Reproduce the rows below verbatim, from the first line of the rows up to and including the line with "[0,0,140,69]". Leave the pictures out of your copy.

Rows from a box-labeling dataset:
====================

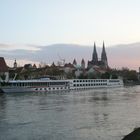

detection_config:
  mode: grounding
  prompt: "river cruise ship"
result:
[0,78,123,93]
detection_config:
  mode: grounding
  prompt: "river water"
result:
[0,86,140,140]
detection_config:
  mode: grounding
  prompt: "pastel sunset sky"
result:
[0,0,140,69]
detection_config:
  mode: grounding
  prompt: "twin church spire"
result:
[88,42,108,68]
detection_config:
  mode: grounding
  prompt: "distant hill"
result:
[0,43,140,70]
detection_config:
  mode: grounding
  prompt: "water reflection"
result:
[0,86,140,140]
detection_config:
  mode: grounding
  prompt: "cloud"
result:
[0,44,40,51]
[0,43,140,70]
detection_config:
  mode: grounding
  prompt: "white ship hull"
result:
[1,79,123,93]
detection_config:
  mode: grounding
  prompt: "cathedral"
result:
[87,42,109,69]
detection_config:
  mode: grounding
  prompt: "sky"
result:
[0,0,140,49]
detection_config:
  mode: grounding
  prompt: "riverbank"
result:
[122,128,140,140]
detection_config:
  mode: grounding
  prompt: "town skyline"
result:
[0,42,140,71]
[0,0,140,46]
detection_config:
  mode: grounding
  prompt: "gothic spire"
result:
[101,41,107,64]
[92,42,98,62]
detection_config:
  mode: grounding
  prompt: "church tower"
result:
[81,59,85,70]
[92,42,98,65]
[101,42,108,67]
[73,59,77,66]
[14,59,17,68]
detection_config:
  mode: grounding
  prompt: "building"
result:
[0,57,9,82]
[87,42,109,69]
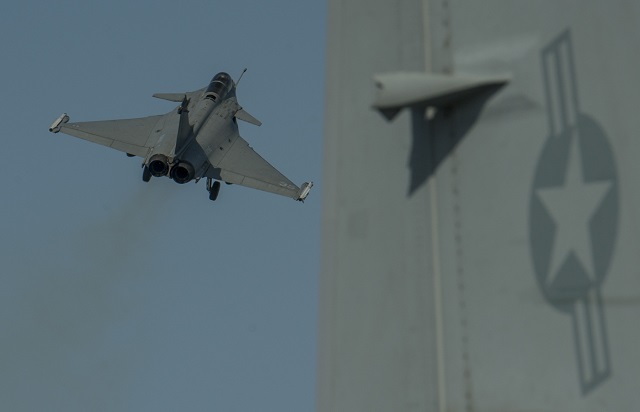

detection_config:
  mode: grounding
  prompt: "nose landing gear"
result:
[207,177,220,200]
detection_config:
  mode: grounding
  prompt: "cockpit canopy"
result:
[205,72,233,101]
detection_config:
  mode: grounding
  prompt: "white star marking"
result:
[537,134,611,283]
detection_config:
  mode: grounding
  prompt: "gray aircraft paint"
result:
[317,0,640,412]
[49,74,313,201]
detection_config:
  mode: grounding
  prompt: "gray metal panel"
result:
[208,136,300,199]
[60,116,163,157]
[318,0,437,412]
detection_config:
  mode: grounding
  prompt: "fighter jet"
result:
[49,69,313,201]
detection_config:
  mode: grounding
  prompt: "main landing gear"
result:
[207,177,220,200]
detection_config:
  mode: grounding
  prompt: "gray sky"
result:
[0,0,325,412]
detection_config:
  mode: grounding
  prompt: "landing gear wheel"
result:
[142,166,151,182]
[207,180,220,200]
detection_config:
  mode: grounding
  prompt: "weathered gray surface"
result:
[318,0,640,411]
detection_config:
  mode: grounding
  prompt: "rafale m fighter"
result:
[49,72,313,201]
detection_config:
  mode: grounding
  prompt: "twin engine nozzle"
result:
[147,154,195,184]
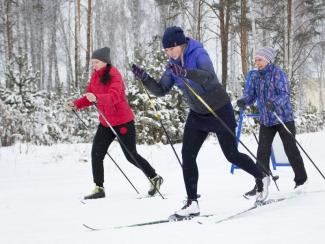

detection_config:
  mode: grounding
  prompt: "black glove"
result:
[169,64,187,77]
[132,64,149,81]
[266,101,275,112]
[237,98,246,109]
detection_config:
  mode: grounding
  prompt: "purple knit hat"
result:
[255,47,276,63]
[162,26,186,48]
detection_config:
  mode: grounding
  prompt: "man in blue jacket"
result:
[132,26,267,217]
[237,47,307,197]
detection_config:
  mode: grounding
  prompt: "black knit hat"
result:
[162,26,186,48]
[91,47,111,64]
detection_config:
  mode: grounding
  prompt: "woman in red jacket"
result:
[65,47,163,199]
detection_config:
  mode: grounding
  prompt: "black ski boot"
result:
[84,186,105,200]
[244,184,257,199]
[148,175,164,196]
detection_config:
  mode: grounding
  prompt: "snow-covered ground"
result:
[0,131,325,244]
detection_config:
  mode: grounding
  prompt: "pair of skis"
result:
[83,198,287,231]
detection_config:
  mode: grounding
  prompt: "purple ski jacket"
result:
[243,63,294,126]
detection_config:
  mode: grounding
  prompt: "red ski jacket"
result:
[74,66,134,127]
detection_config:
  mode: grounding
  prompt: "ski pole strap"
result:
[140,81,160,120]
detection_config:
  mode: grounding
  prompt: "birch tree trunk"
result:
[3,0,14,88]
[240,0,248,77]
[219,0,230,89]
[74,0,80,88]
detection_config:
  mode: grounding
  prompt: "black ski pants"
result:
[182,126,263,199]
[91,121,157,186]
[257,121,307,184]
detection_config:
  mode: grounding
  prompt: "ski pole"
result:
[273,111,325,179]
[93,102,165,199]
[72,109,140,194]
[181,79,279,190]
[141,81,183,167]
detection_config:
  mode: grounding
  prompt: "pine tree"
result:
[128,42,186,144]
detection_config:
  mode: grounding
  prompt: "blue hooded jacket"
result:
[144,38,230,114]
[243,63,294,126]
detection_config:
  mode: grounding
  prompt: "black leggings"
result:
[257,121,307,184]
[182,126,263,199]
[91,121,157,186]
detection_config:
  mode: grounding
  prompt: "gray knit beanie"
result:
[91,47,111,64]
[255,47,276,63]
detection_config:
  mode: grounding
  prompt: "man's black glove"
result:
[237,98,246,109]
[168,64,187,77]
[132,64,149,81]
[266,101,275,112]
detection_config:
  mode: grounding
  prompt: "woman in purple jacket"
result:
[132,26,264,217]
[237,47,307,197]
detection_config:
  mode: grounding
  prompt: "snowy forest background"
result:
[0,0,325,146]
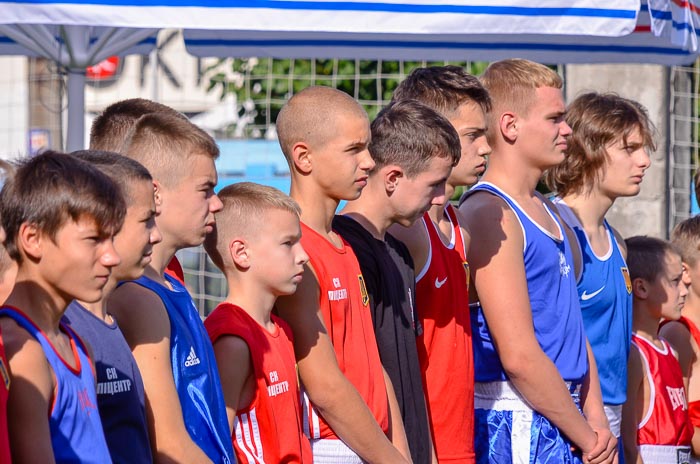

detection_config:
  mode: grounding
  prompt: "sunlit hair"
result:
[671,216,700,266]
[71,150,153,206]
[90,98,187,153]
[123,113,219,186]
[391,66,491,117]
[625,235,681,282]
[0,151,126,262]
[545,92,656,196]
[276,86,368,166]
[369,100,461,177]
[481,58,564,117]
[204,182,301,271]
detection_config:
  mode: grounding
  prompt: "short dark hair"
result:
[369,100,461,177]
[0,151,126,263]
[545,92,656,197]
[71,150,153,206]
[122,113,219,185]
[90,98,187,153]
[625,235,681,282]
[391,66,491,117]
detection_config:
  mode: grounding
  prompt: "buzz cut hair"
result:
[90,98,187,153]
[123,113,219,187]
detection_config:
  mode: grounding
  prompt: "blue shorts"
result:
[474,382,583,464]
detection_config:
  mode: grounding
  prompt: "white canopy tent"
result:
[0,0,700,150]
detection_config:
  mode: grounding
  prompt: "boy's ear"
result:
[382,165,406,193]
[153,179,163,210]
[291,142,311,174]
[681,262,692,287]
[16,222,44,259]
[498,112,518,142]
[632,277,649,300]
[228,238,250,269]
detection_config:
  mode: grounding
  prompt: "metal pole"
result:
[66,68,85,152]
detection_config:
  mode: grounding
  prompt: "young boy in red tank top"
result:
[204,182,312,464]
[622,236,693,464]
[391,66,491,462]
[276,87,409,463]
[659,216,700,457]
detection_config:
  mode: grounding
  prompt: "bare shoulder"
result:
[107,282,170,350]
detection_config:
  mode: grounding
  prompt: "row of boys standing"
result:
[0,60,687,463]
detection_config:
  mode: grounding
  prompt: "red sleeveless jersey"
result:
[416,205,475,462]
[0,326,12,462]
[301,223,389,439]
[204,303,312,464]
[632,334,693,446]
[678,316,700,427]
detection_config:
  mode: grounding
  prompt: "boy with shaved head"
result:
[460,59,617,462]
[277,87,408,463]
[391,66,491,462]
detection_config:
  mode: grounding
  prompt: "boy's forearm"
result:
[302,372,408,464]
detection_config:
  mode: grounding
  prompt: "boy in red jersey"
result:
[622,237,693,464]
[333,100,460,464]
[391,66,491,462]
[659,216,700,456]
[0,152,126,463]
[277,87,409,464]
[204,182,312,464]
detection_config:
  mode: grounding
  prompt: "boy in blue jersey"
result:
[109,113,233,463]
[0,152,126,464]
[545,92,654,450]
[460,59,617,462]
[64,150,161,464]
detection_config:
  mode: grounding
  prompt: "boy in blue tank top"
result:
[460,59,617,463]
[108,113,233,463]
[64,150,161,464]
[0,152,126,464]
[545,92,654,450]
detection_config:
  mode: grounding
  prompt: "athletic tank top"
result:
[416,205,475,462]
[469,182,588,383]
[662,316,700,427]
[204,303,312,464]
[0,324,12,463]
[301,222,389,439]
[63,301,153,464]
[134,275,233,463]
[632,334,693,446]
[556,201,632,405]
[0,306,112,464]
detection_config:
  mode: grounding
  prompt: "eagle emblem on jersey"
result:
[462,261,469,290]
[357,274,369,306]
[0,358,10,390]
[620,267,632,295]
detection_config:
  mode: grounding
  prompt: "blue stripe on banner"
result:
[5,0,637,19]
[185,39,690,56]
[649,9,700,34]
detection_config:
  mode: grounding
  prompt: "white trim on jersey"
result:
[233,408,265,464]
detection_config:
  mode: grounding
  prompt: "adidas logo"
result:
[185,346,200,367]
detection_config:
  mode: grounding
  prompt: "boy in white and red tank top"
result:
[622,237,693,464]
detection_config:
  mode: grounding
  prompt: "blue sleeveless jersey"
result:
[63,301,153,464]
[557,201,632,405]
[134,275,234,463]
[0,306,112,464]
[469,182,588,382]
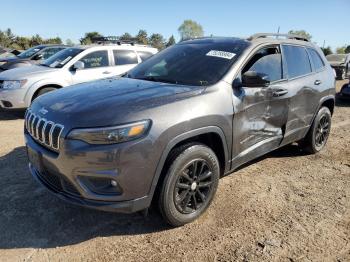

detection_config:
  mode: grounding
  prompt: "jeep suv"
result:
[25,34,335,226]
[0,43,158,109]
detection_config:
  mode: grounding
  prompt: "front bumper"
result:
[0,88,27,109]
[25,133,159,213]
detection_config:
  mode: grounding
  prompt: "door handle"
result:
[272,88,288,97]
[314,80,322,86]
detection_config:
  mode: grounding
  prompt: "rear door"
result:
[111,49,139,76]
[233,45,289,168]
[282,44,323,144]
[72,50,112,84]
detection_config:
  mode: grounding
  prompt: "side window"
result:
[79,51,109,68]
[283,45,311,78]
[137,51,153,61]
[242,47,283,82]
[113,50,138,65]
[42,47,64,59]
[307,48,324,71]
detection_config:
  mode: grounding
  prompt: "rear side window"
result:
[307,48,324,71]
[113,50,138,65]
[242,47,282,82]
[80,51,109,68]
[137,51,153,61]
[283,45,311,78]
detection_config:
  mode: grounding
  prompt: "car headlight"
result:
[2,79,27,89]
[67,120,151,145]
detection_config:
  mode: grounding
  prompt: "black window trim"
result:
[281,43,317,81]
[306,47,326,73]
[233,43,288,85]
[77,49,111,71]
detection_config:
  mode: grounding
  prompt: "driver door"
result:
[232,45,288,168]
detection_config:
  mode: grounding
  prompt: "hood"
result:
[0,57,35,70]
[31,78,204,128]
[0,65,59,80]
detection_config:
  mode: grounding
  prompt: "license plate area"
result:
[27,147,43,172]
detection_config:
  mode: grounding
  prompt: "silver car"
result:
[0,44,158,109]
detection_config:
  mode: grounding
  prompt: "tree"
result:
[136,29,148,45]
[321,46,333,55]
[166,35,176,47]
[336,46,347,54]
[80,31,102,45]
[345,45,350,54]
[178,20,204,41]
[288,30,312,41]
[148,34,165,50]
[66,38,74,45]
[119,33,134,41]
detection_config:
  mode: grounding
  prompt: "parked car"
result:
[338,82,350,99]
[0,44,157,109]
[0,46,21,59]
[326,54,350,80]
[24,34,335,226]
[0,45,67,72]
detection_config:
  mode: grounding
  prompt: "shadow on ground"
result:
[0,142,304,249]
[0,147,169,249]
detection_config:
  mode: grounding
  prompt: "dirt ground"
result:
[0,82,350,261]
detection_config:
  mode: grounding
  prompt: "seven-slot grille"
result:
[25,111,64,152]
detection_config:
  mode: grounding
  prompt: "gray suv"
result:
[25,34,335,226]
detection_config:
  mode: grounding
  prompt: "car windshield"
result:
[17,46,44,58]
[41,48,84,68]
[125,39,249,86]
[327,55,346,62]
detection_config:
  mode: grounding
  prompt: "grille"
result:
[25,111,64,152]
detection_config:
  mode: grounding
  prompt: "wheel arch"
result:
[149,126,230,203]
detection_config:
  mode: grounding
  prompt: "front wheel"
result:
[159,144,220,226]
[303,107,332,154]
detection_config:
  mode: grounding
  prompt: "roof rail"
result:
[248,33,310,42]
[91,36,135,45]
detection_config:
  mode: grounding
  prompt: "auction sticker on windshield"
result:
[207,50,236,60]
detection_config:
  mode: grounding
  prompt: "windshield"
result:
[17,46,44,58]
[41,48,84,68]
[126,39,249,86]
[327,55,346,62]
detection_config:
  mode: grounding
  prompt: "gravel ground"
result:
[0,82,350,261]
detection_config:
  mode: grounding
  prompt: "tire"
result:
[158,143,220,227]
[32,87,57,102]
[302,107,332,154]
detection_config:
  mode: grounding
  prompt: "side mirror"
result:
[33,54,44,60]
[242,71,270,87]
[72,61,85,70]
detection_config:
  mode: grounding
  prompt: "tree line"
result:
[0,20,350,55]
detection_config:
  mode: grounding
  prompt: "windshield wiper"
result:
[135,76,178,84]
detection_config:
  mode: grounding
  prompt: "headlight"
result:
[2,79,27,89]
[68,120,151,145]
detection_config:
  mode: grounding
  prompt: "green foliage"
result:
[288,30,312,41]
[136,29,148,45]
[148,34,165,50]
[80,31,102,45]
[321,46,333,55]
[178,20,204,41]
[166,35,176,47]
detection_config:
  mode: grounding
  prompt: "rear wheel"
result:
[303,107,332,154]
[159,144,220,226]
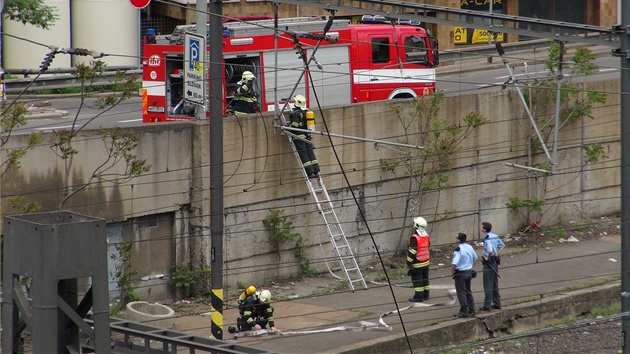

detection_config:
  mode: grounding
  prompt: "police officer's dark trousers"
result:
[483,257,501,309]
[455,270,475,315]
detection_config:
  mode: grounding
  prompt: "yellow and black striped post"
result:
[210,289,223,339]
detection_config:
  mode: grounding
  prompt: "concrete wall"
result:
[2,80,620,296]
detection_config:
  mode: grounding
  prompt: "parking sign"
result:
[184,32,207,105]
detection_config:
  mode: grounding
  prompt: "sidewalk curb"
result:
[27,109,68,119]
[335,282,621,354]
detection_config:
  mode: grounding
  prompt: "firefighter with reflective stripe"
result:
[407,217,431,302]
[232,71,259,114]
[289,95,319,178]
[235,285,258,333]
[254,290,277,331]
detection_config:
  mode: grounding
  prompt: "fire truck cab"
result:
[142,16,439,123]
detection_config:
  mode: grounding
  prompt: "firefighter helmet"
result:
[293,95,306,109]
[413,216,427,230]
[242,71,256,82]
[258,290,271,304]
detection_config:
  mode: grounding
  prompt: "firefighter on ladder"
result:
[232,71,260,114]
[290,95,319,179]
[407,216,431,302]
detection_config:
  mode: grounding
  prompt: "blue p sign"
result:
[188,38,201,70]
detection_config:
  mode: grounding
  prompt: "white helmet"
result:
[413,216,427,230]
[242,71,256,82]
[293,95,306,109]
[258,290,271,304]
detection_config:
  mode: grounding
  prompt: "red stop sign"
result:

====================

Solution to this exercise:
detection_config:
  mode: grounding
  prompt: "river cruise ship"
result:
[0,78,123,93]
detection_config:
  mode: grounding
  prompt: "river water"
result:
[0,86,140,140]
detection_config:
  mode: grounding
  prompt: "pastel sunset sky"
result:
[0,0,140,69]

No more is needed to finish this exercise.